SOURCE.
— Start —

Dig is you friend to test the DNS settings. For example the public DNS server 213.133.105.2 ns.second-ns.de can be used for testing. See from which server the client receives the answer (simplified answer).

# dig sleepyowl.net
sleepyowl.net.          600     IN      A       78.31.70.238
;; SERVER: 192.168.51.254#53(192.168.51.254)

The router 192.168.51.254 answered and the response is the A entry. Any entry can be queried and the DNS server can be selected with @:

# dig MX google.com

# dig @127.0.0.1 NS sun.com          # To test the local server
# dig @204.97.212.10 NS MX heise.de  # Query an external server
# dig AXFR @ns1.xname.org cb.vu      # Get the full zone (zone transfer)

The program host is also powerful.

— End —

INFORMATION SUPPLIED.
— Start —

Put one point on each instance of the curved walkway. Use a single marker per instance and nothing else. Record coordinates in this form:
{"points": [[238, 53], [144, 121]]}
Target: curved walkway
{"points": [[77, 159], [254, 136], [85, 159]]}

— End —

REQUIREMENTS.
[1] List every distinct IP address that appears in the text on testing DNS with dig, ignoring the material.
[2] Reproduce the part of the text on testing DNS with dig that opens with the words containing "Dig is you friend" and closes with "answer (simplified answer).".
[3] Carry on the text on testing DNS with dig from the point where it stops.

FINAL RESULTS.
[1]
213.133.105.2
78.31.70.238
192.168.51.254
127.0.0.1
204.97.212.10

[2]
Dig is you friend to test the DNS settings. For example the public DNS server 213.133.105.2 ns.second-ns.de can be used for testing. See from which server the client receives the answer (simplified answer).

[3]
# host -t MX cb.vu                   # Get the mail MX entry
# host -t NS -T sun.com              # Get the NS record over a TCP connection
# host -a sleepyowl.net              # Get everything

Reverse queries

Find the name belonging to an IP address (in-addr.arpa.). This can be done with dig, host and nslookup:

# dig -x 78.31.70.238
# host 78.31.70.238
# nslookup 78.31.70.238

/etc/hosts

Single hosts can be configured in the file /etc/hosts instead of running named locally to resolve the hostname queries. The format is simple, for example:

78.31.70.238   sleepyowl.net   sleepyowl

The priority between hosts and a dns query, that is the name resolution order, can be configured in /etc/nsswitch.conf AND /etc/host.conf. The file also exists on Windows, it is usually in:

C:\WINDOWS\SYSTEM32\DRIVERS\ETC

DHCP

Linux

Some distributions (SuSE) use dhcpcd as client. The default interface is eth0.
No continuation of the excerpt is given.